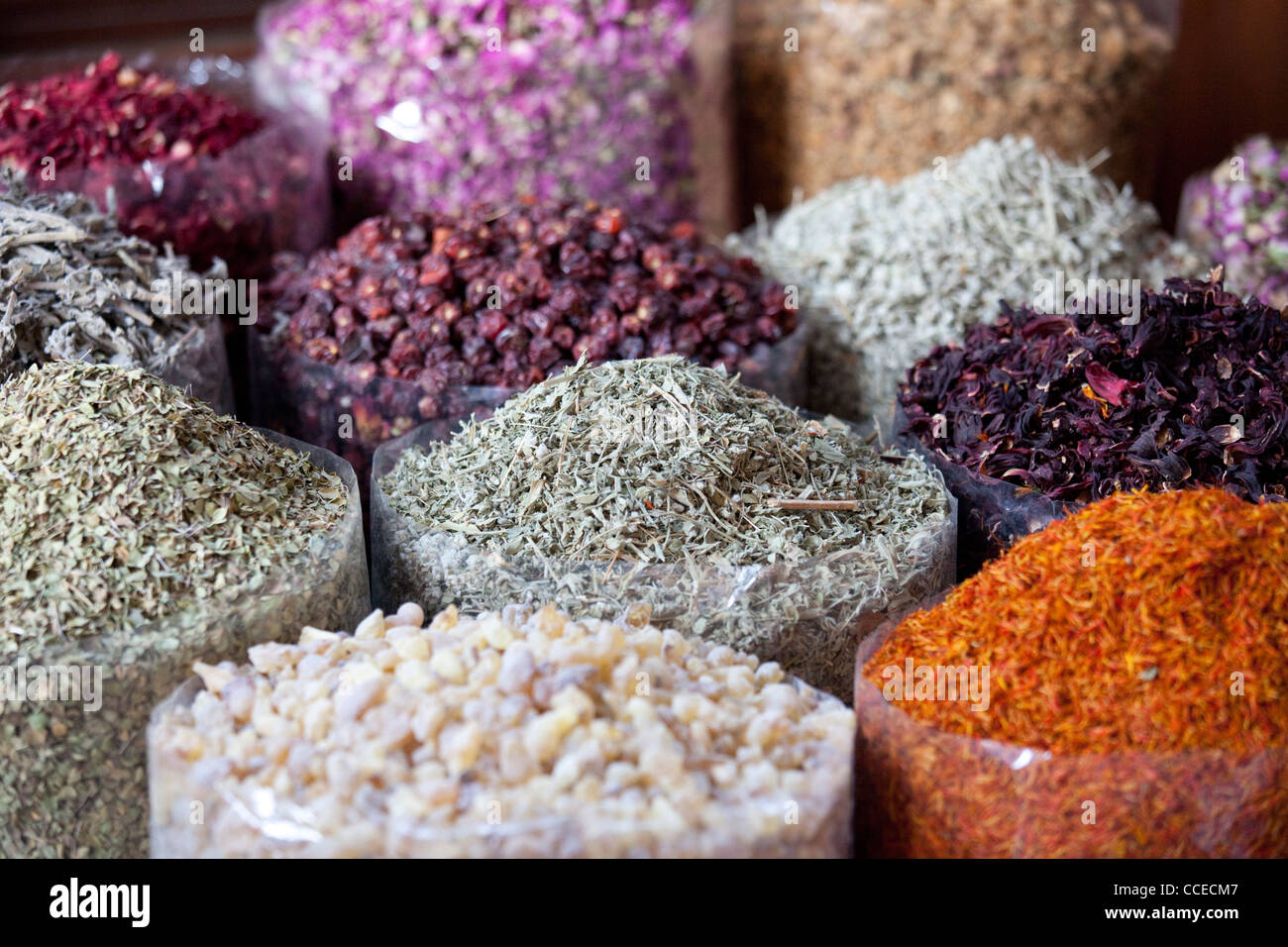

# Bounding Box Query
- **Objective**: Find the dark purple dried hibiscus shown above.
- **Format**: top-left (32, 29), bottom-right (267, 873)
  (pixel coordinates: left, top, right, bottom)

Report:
top-left (899, 270), bottom-right (1288, 502)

**Exercise aim**.
Reproduce all of the material above in full, offsetting each coordinate in the answers by adding 40 to it and keeping every other number unchanged. Omit the pictures.

**Task solution**.
# Bounding Box Query
- **Objective**: Find the dark purple dried hibiscus shown above.
- **Format**: top-left (32, 29), bottom-right (267, 873)
  (pixel coordinates: left, top, right, bottom)

Report:
top-left (939, 310), bottom-right (1328, 542)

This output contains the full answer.